— INPUT FOR THIS TASK —
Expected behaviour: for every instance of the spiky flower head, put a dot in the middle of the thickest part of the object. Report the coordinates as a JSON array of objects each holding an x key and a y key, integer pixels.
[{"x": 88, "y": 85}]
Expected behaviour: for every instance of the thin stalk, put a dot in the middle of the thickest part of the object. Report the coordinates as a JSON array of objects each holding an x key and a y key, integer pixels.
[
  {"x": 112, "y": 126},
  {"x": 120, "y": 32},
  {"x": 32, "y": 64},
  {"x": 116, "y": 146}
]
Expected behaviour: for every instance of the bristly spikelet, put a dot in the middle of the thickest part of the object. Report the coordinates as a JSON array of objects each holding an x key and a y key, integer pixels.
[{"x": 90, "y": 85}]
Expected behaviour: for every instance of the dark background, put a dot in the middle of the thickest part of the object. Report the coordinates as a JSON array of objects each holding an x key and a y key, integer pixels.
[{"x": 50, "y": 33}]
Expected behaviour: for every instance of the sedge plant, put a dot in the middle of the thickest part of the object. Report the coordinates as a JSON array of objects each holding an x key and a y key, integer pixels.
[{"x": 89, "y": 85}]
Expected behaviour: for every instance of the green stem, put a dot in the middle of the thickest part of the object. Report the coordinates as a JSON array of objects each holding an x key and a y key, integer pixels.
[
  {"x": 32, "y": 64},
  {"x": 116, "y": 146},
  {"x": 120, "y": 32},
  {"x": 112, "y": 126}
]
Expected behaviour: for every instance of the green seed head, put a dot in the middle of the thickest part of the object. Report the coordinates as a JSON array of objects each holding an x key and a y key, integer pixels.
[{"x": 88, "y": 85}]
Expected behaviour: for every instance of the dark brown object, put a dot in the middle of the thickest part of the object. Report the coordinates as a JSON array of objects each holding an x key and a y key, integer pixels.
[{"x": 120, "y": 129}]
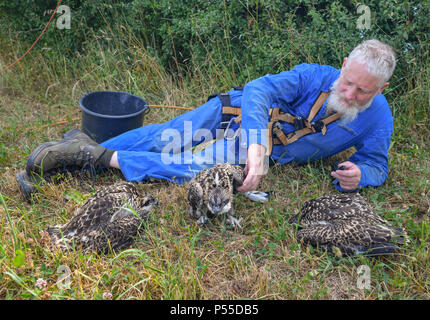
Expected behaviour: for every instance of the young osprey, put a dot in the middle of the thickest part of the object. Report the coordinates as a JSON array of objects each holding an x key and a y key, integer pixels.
[
  {"x": 210, "y": 193},
  {"x": 108, "y": 220},
  {"x": 345, "y": 224}
]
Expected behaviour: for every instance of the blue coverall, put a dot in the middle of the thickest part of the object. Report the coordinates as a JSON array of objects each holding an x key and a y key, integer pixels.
[{"x": 164, "y": 151}]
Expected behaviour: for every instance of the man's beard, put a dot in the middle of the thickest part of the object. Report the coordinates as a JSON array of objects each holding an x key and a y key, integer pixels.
[{"x": 336, "y": 103}]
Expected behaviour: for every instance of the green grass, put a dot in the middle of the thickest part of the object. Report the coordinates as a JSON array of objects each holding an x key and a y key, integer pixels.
[{"x": 174, "y": 258}]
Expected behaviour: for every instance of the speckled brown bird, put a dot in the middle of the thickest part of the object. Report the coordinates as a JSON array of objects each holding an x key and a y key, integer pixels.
[
  {"x": 210, "y": 193},
  {"x": 345, "y": 224},
  {"x": 110, "y": 219}
]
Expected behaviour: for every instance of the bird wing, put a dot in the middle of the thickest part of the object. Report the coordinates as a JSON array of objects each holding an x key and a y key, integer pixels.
[
  {"x": 101, "y": 207},
  {"x": 353, "y": 236}
]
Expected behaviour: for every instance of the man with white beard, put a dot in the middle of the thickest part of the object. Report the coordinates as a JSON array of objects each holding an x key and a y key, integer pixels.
[{"x": 286, "y": 117}]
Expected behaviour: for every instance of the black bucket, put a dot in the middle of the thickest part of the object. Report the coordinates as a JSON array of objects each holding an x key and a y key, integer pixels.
[{"x": 107, "y": 114}]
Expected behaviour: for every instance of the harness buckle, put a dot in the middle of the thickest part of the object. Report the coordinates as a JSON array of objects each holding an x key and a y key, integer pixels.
[
  {"x": 234, "y": 136},
  {"x": 318, "y": 126},
  {"x": 299, "y": 123}
]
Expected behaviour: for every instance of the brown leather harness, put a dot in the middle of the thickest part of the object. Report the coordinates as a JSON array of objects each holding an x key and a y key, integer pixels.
[{"x": 303, "y": 126}]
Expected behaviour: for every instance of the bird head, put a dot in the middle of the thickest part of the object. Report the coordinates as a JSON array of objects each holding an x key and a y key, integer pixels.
[
  {"x": 147, "y": 202},
  {"x": 219, "y": 202}
]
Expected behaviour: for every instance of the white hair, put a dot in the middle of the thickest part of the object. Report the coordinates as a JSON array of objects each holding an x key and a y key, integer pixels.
[{"x": 378, "y": 57}]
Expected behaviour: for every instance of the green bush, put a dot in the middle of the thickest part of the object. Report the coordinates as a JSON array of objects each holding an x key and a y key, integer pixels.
[{"x": 234, "y": 40}]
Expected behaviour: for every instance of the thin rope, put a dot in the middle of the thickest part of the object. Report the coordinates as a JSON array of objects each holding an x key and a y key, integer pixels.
[{"x": 38, "y": 38}]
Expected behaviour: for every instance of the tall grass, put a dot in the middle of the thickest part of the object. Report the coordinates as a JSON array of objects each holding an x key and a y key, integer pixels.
[{"x": 174, "y": 258}]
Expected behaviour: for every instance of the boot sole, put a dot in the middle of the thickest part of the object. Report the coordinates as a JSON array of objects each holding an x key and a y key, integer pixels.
[
  {"x": 29, "y": 167},
  {"x": 25, "y": 184},
  {"x": 71, "y": 134}
]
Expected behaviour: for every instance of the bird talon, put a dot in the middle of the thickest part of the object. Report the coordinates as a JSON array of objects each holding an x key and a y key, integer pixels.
[{"x": 235, "y": 222}]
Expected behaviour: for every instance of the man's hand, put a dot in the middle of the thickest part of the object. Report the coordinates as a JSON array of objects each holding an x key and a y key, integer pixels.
[
  {"x": 254, "y": 168},
  {"x": 348, "y": 178}
]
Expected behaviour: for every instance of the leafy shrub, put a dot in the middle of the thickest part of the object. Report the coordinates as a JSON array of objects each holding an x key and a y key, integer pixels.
[{"x": 235, "y": 40}]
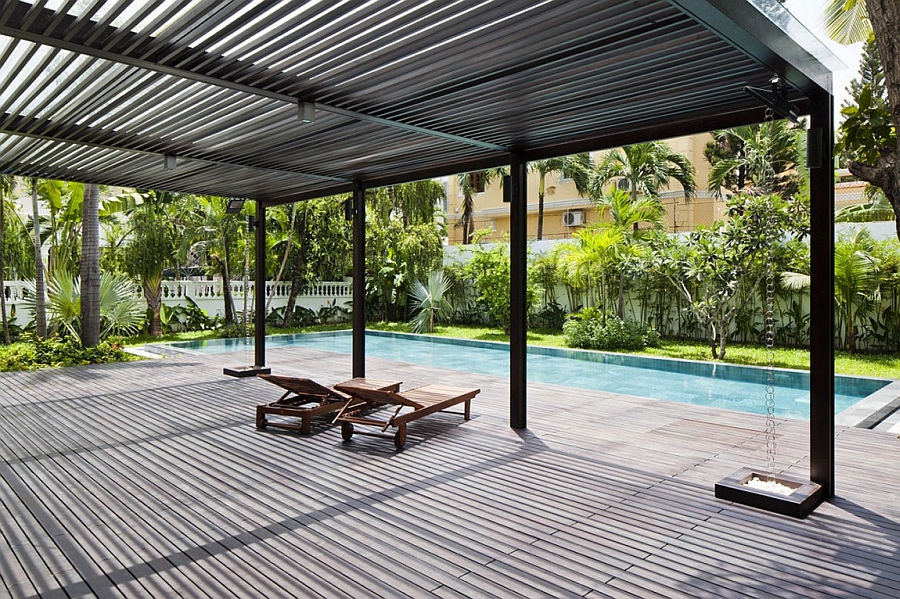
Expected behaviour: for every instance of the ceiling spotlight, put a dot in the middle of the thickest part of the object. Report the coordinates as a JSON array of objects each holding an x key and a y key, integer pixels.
[
  {"x": 307, "y": 112},
  {"x": 234, "y": 205}
]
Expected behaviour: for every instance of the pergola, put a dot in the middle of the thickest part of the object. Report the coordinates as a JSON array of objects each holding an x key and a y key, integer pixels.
[{"x": 286, "y": 101}]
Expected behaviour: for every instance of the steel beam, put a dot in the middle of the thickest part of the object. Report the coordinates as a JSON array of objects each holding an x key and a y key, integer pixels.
[
  {"x": 359, "y": 280},
  {"x": 518, "y": 273},
  {"x": 260, "y": 286},
  {"x": 821, "y": 338}
]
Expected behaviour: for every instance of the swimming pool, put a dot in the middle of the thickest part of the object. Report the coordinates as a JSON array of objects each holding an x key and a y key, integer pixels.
[{"x": 726, "y": 386}]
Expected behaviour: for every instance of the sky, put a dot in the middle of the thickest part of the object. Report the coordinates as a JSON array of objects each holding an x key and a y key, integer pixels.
[{"x": 809, "y": 12}]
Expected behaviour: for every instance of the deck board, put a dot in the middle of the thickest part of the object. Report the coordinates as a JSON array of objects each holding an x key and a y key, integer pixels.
[{"x": 149, "y": 480}]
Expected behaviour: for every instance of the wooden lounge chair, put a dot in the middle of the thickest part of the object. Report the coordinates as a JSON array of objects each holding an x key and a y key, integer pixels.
[
  {"x": 420, "y": 401},
  {"x": 305, "y": 398}
]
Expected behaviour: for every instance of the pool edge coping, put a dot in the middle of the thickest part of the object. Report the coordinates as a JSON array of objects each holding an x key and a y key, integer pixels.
[{"x": 865, "y": 413}]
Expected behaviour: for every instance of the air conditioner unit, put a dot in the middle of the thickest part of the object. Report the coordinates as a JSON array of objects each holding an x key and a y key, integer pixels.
[{"x": 573, "y": 218}]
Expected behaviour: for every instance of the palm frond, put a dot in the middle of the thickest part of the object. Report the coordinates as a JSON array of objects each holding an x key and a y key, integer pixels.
[{"x": 847, "y": 21}]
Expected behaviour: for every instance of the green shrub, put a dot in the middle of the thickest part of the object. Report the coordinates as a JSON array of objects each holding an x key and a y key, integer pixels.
[
  {"x": 589, "y": 330},
  {"x": 551, "y": 317},
  {"x": 32, "y": 353}
]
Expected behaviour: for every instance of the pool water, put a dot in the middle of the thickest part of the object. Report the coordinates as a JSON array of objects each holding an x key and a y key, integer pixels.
[{"x": 726, "y": 386}]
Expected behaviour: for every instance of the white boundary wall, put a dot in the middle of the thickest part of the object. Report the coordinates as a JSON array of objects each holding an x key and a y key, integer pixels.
[{"x": 208, "y": 295}]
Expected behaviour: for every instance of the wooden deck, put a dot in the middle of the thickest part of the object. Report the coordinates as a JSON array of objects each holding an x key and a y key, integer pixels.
[{"x": 149, "y": 479}]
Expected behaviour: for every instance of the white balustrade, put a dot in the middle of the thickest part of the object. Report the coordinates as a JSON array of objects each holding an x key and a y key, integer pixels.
[{"x": 208, "y": 295}]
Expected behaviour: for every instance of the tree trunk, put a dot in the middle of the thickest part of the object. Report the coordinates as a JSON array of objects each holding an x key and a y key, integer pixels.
[
  {"x": 6, "y": 338},
  {"x": 298, "y": 277},
  {"x": 540, "y": 231},
  {"x": 152, "y": 288},
  {"x": 287, "y": 253},
  {"x": 40, "y": 291},
  {"x": 90, "y": 267},
  {"x": 246, "y": 283},
  {"x": 884, "y": 16}
]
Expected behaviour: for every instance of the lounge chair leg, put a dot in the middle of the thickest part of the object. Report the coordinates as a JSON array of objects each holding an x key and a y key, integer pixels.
[{"x": 400, "y": 436}]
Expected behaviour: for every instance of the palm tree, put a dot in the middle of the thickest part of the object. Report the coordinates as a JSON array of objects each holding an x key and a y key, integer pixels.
[
  {"x": 471, "y": 184},
  {"x": 40, "y": 291},
  {"x": 627, "y": 214},
  {"x": 589, "y": 259},
  {"x": 877, "y": 208},
  {"x": 90, "y": 267},
  {"x": 647, "y": 168},
  {"x": 855, "y": 279},
  {"x": 757, "y": 158},
  {"x": 576, "y": 167},
  {"x": 150, "y": 249},
  {"x": 7, "y": 185},
  {"x": 851, "y": 21},
  {"x": 214, "y": 234},
  {"x": 429, "y": 298}
]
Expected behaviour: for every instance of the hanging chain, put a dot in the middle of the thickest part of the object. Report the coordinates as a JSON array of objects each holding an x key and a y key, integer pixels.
[{"x": 769, "y": 309}]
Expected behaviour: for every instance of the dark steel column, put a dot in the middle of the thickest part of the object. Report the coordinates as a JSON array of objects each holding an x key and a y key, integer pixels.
[
  {"x": 260, "y": 285},
  {"x": 359, "y": 280},
  {"x": 821, "y": 325},
  {"x": 518, "y": 272}
]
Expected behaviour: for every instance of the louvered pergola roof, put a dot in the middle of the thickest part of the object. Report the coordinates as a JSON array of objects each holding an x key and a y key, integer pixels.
[{"x": 100, "y": 91}]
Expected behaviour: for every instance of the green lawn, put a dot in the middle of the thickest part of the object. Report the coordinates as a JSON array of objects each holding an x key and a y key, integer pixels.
[{"x": 858, "y": 364}]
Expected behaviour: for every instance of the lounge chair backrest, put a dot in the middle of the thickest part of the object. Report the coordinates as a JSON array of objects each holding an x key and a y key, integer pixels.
[
  {"x": 382, "y": 397},
  {"x": 302, "y": 386}
]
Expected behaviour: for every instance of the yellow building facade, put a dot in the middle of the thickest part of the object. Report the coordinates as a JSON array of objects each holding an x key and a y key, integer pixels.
[{"x": 566, "y": 212}]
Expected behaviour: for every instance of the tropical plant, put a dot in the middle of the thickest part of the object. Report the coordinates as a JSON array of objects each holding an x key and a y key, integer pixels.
[
  {"x": 851, "y": 21},
  {"x": 719, "y": 269},
  {"x": 855, "y": 281},
  {"x": 398, "y": 253},
  {"x": 7, "y": 185},
  {"x": 588, "y": 260},
  {"x": 40, "y": 287},
  {"x": 150, "y": 250},
  {"x": 120, "y": 312},
  {"x": 646, "y": 168},
  {"x": 90, "y": 267},
  {"x": 489, "y": 267},
  {"x": 576, "y": 167},
  {"x": 471, "y": 184},
  {"x": 591, "y": 329},
  {"x": 429, "y": 302},
  {"x": 759, "y": 159},
  {"x": 626, "y": 214},
  {"x": 213, "y": 234},
  {"x": 876, "y": 208},
  {"x": 322, "y": 240}
]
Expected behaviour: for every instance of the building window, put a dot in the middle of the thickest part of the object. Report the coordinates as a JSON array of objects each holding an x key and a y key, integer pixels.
[{"x": 476, "y": 180}]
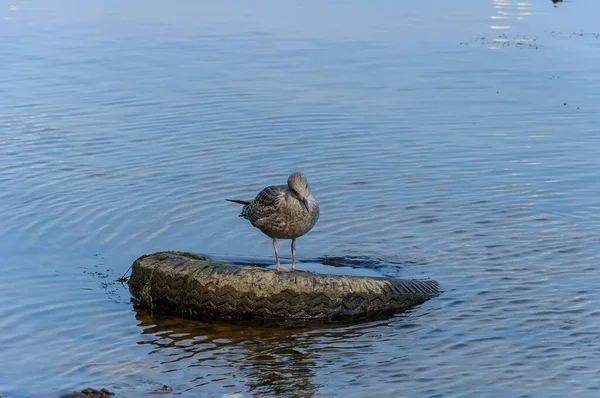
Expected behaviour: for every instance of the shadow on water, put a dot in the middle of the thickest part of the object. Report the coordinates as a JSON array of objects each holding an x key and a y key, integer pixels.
[
  {"x": 279, "y": 361},
  {"x": 356, "y": 265}
]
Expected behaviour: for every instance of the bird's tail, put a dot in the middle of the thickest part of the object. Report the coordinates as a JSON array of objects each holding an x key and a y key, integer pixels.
[{"x": 242, "y": 202}]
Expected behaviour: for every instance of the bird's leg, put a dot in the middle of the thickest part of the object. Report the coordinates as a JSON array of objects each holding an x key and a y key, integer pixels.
[
  {"x": 294, "y": 257},
  {"x": 278, "y": 267}
]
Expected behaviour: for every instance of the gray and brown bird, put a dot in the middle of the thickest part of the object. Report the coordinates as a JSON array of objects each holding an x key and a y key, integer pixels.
[{"x": 283, "y": 212}]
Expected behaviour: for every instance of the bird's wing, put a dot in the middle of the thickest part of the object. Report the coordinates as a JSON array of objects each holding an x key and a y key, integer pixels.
[{"x": 266, "y": 203}]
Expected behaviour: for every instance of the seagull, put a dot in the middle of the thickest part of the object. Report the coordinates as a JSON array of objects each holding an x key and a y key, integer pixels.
[{"x": 283, "y": 212}]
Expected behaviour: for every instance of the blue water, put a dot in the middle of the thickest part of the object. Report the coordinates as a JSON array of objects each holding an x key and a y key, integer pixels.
[{"x": 452, "y": 140}]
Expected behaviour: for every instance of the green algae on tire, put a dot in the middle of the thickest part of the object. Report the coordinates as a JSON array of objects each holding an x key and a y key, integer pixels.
[{"x": 192, "y": 286}]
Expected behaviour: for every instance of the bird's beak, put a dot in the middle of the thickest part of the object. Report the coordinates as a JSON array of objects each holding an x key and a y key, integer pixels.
[{"x": 305, "y": 202}]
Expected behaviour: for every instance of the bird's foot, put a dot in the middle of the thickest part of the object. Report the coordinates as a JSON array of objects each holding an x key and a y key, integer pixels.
[{"x": 279, "y": 268}]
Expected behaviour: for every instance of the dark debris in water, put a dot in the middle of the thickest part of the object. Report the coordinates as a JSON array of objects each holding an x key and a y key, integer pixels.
[
  {"x": 375, "y": 263},
  {"x": 503, "y": 40},
  {"x": 90, "y": 393}
]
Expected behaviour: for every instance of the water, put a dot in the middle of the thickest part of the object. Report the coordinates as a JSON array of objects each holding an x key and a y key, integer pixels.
[{"x": 456, "y": 141}]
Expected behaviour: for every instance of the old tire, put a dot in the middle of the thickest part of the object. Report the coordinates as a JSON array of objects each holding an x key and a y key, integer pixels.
[{"x": 192, "y": 286}]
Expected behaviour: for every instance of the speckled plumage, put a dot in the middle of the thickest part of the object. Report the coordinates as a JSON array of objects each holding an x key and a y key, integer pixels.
[{"x": 283, "y": 211}]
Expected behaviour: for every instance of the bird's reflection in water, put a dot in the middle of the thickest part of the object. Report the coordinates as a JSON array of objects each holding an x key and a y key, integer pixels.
[{"x": 264, "y": 361}]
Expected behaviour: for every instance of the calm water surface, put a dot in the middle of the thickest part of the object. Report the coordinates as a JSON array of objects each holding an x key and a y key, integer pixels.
[{"x": 452, "y": 140}]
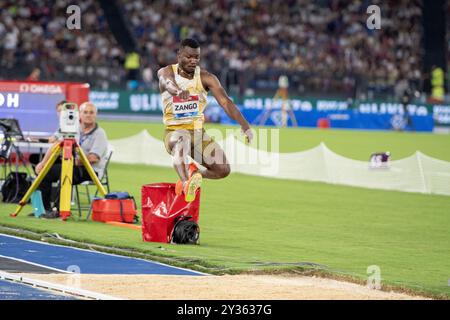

— WRITTEN INSTRUCTION —
Collect every line of the items above that contains the string "backrest", and write each one out in full.

— ANSWER FOR THIS EXERCISE —
Expected behaviour: for every instance of the lounge chair backrest, put a dot in the middle of the thickest part of the object. Report the coordinates as a JSON array of objects each holding an x key and a y key, integer pixels.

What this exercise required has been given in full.